Task to carry out:
Return the data that follows, keeping every word and mark unchanged.
Provided entries below:
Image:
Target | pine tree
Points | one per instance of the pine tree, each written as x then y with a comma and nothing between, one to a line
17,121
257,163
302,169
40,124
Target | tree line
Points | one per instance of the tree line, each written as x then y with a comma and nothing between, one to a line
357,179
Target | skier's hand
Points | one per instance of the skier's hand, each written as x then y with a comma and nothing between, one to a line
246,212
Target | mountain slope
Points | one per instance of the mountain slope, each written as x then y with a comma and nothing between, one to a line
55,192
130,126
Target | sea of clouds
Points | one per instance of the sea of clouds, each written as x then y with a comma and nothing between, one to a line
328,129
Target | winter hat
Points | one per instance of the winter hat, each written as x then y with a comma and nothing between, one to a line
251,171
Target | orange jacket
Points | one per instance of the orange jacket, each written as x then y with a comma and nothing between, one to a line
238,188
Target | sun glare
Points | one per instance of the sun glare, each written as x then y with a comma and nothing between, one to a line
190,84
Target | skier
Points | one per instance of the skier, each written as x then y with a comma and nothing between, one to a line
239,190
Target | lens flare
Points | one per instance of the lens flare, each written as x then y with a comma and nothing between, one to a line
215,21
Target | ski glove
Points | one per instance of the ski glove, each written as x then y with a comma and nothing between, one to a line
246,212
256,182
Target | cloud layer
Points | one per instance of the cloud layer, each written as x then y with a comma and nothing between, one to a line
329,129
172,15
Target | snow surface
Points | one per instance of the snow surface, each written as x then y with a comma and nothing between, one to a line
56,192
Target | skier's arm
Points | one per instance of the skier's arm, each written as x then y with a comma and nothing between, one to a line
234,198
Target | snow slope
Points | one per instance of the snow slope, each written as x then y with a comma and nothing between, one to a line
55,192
End of Provided entries.
Solution to this task:
Image:
Target | pine tree
Points | one per instance of the pine tree, each written as x then y with a comma and nothing between, one to a line
17,121
257,163
302,169
40,124
Target | tree line
Points | one per instance of the tree line, each written as x then y with a comma and nothing between, one to a line
357,179
Target | skier's hand
Points | one per instance of the skier's hand, each written as x then y with a comma and nothing between, one to a line
246,212
Target | mountain slope
Points | one per instance of the mountain slope, each written as x then y with a comma and nothing between, one to a line
55,192
130,126
Target | sea of clouds
Points | one per instance of the sea of clouds, each written as x then y with a comma and nothing between, one to a line
328,129
Target | winter hat
Points | one per instance of the winter hat, each written as x then y with a comma and nothing between, one to a line
251,171
Target | orange jacket
Points | one per instance of the orange jacket, each written as x then y with a comma and nothing between, one to a line
238,188
Target | sun glare
Points | one per instance of the sun glare, each written as x then y with a comma and nothing between, one to a line
190,84
Target | skier
Points | one per instance of the skier, each written as x then y with a comma and nothing between, one to a line
239,190
Target | lens flare
Points | one per instance of the lens flare, each written as x then y with a comma and nothing between, one to a line
215,21
Target | ski glove
Points | one per instance of the ski glove, each written as x then y with a comma and nothing between, one to a line
246,212
256,182
Target | cloud layer
Points | one per instance of the cloud layer, each written as x then y with a comma and nothing between, one to a line
329,129
172,15
Target | snow surface
Points | one per instance of the snow surface, each written as x then y with a comma and nothing between, one to a line
56,192
Target | skier's arm
Points | one per instance of the skier's arm, each written as x then y with a comma and nothing between, one to a line
234,198
Target | snow slope
Points | one per instance of the snow slope, each written as x then y with a comma and nothing between, one to a line
55,192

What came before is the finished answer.